Start

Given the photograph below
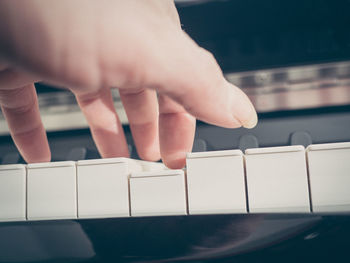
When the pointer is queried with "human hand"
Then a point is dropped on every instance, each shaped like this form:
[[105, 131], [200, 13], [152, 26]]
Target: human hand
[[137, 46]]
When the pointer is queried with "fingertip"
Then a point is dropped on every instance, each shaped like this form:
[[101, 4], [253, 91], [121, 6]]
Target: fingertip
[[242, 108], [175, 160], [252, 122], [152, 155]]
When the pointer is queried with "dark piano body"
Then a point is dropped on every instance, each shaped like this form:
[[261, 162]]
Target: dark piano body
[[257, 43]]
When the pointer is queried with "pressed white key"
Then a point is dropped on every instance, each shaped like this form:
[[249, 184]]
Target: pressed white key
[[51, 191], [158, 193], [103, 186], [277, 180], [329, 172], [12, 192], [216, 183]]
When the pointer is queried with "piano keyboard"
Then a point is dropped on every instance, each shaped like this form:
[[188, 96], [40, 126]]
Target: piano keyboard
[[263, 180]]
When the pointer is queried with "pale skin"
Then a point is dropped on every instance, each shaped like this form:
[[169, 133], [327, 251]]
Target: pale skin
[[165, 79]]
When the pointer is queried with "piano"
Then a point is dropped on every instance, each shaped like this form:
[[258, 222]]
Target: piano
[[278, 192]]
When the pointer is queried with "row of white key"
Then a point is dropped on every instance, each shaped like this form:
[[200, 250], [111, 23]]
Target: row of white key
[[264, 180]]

End
Start

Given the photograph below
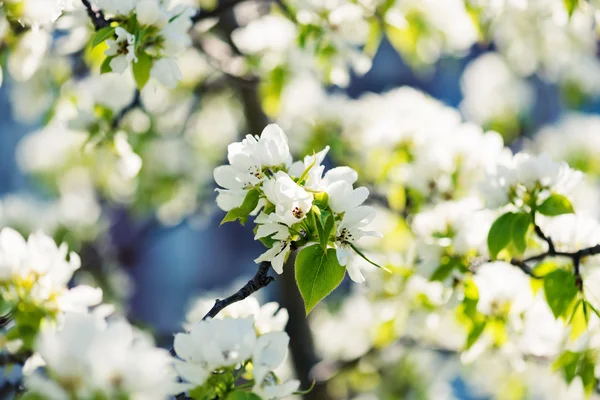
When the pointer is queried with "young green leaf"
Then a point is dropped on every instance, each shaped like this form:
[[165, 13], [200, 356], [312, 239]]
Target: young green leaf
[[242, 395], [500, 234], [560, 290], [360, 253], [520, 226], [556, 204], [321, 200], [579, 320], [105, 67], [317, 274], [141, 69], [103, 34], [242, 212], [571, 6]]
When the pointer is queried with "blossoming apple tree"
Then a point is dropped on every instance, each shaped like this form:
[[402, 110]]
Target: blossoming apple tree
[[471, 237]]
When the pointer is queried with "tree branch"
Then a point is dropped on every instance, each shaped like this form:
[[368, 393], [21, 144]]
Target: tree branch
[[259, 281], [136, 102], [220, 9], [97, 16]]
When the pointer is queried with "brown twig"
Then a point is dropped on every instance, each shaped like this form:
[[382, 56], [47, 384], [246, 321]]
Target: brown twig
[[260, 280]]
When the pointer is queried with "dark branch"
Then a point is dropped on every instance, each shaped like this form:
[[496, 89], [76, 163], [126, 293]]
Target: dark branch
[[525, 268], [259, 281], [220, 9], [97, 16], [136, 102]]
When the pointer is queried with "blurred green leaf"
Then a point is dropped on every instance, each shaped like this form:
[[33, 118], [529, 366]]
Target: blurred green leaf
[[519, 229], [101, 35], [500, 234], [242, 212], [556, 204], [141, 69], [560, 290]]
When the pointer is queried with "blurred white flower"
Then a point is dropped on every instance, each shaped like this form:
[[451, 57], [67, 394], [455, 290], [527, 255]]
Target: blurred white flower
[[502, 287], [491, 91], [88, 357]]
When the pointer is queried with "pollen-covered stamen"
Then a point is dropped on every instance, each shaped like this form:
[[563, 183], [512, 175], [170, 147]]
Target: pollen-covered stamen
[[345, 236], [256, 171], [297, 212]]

End
Start

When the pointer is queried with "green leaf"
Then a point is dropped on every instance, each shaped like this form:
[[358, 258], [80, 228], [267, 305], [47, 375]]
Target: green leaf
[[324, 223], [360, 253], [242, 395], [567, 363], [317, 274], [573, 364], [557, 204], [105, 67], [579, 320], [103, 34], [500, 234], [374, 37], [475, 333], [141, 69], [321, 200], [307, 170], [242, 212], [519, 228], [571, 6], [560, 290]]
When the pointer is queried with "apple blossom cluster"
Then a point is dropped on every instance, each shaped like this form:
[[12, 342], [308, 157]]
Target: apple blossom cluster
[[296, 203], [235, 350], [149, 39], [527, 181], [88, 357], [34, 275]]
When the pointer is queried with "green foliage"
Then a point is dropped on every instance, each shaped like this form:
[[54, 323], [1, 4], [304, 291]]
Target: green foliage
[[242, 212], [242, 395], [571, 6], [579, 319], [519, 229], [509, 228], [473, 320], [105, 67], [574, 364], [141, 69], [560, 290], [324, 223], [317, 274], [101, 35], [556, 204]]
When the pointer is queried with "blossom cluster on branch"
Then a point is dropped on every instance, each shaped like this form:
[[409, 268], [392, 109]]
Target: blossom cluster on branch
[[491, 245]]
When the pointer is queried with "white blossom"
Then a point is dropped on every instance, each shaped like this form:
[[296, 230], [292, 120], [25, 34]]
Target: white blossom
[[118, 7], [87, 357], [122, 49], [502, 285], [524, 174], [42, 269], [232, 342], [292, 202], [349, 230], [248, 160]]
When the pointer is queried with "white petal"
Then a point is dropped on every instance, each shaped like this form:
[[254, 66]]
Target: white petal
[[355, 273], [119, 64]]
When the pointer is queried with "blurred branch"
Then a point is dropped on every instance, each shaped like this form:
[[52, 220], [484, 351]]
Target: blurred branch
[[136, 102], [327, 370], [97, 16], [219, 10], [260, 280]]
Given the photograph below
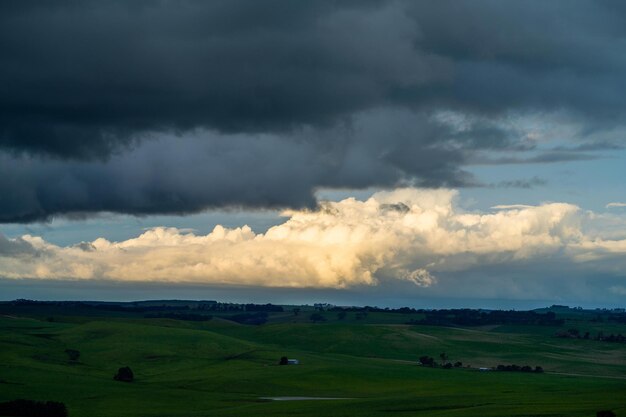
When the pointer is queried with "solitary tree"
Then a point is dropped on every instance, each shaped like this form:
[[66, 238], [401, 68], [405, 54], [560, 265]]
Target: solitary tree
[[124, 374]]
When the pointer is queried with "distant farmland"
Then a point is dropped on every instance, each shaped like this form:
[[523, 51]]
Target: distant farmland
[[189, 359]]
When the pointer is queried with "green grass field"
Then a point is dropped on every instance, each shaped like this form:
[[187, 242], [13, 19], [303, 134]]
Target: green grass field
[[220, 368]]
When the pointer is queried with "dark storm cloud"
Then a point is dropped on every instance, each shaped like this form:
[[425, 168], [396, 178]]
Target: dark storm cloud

End

Locate each line in the records above that contains the word "hand" and copy those lines.

§ Task answer:
When the pointer is queried with "human hand"
Target: human hand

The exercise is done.